+++ Document extract +++

Opinion
2016-07137 Index No. 205/16
08-21-2019
Forchelli Deegan Terrana LLP, Uniondale, N.Y. (Peter R. Mineo, Tara L. Sorensen, and Peter Basil Skelos ), for appellants. Leventhal, Mullaney & Blinkoff, LLP, Roslyn, N.Y. (Steven G. Leventhal of counsel), for respondents.
Forchelli Deegan Terrana LLP, Uniondale, N.Y. (Peter R. Mineo, Tara L. Sorensen, and Peter Basil Skelos ), for appellants.
Leventhal, Mullaney & Blinkoff, LLP, Roslyn, N.Y. (Steven G. Leventhal of counsel), for respondents.
WILLIAM F. MASTRO, J.P., LEONARD B. AUSTIN, JEFFREY A. COHEN, JOSEPH J. MALTESE, JJ.
DECISION & ORDER
ORDERED that the judgment is reversed insofar as appealed from, on the law, without costs or disbursements, those branches of the petition which were to review the determinations of the Incorporated Village of Manorhaven Board of Zoning Appeals denying the applications of the petitioner Ressa–Cibants for height and coverage area variances are granted to the extent that those determinations are annulled, and the matter is remitted to the Incorporated Village of Manorhaven Board of Zoning Appeals for new determinations of the applications of the petitioner Ressa–Cibants for height and coverage area variances.
The petitioner Grace Pangbourne agreed to sell a portion of her property to the petitioner Ressa–Cibants, a real estate development partnership, which owned property adjacent to Pangbourne's property. Ressa–Cibants intended to demolish the one-family dwelling on its property and replace it with two new two-family dwellings. In August 2015, Ressa–Cibants applied to the Incorporated Village of Manorhaven Board of Zoning Appeals (hereinafter the Board) for height and coverage area variances to allow the construction of the new houses, and Pangbourne applied for a right-side yard variance to allow her to maintain her existing two-family dwelling on a reduced lot. In three determinations, all dated December 11, 2015, the Board denied the applications. Thereafter, Pangbourne and Ressa–Cibants commenced this CPLR article 78 proceeding to review the determinations. In a judgment dated May 25, 2016, the Supreme Court denied those branches of the petition which were to annul the determinations denying Ressa–Cibants's applications for height and coverage area variances. The court granted that branch of the petition which was to annul the determination denying Pangbourne's application for a right-side yard variance and remitted the matter to the Board for the issuance of the right-side yard variance requested by Pangbourne. Pangbourne and Ressa–Cibants appeal.

+++

Work to do:
Answer these questions from the court decision:
(a) Which law firm represented the respondents?
(b) What date do the Board's three determinations bear?
(c) What did Ressa–Cibants plan to build in place of the one-family dwelling on its property?
You can skip the lines that follow.

+++ Available data +++

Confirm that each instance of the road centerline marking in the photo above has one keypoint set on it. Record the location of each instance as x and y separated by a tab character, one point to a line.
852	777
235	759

+++

Task result:
(a) Leventhal, Mullaney & Blinkoff, LLP
(b) December 11, 2015
(c) Two new two-family dwellings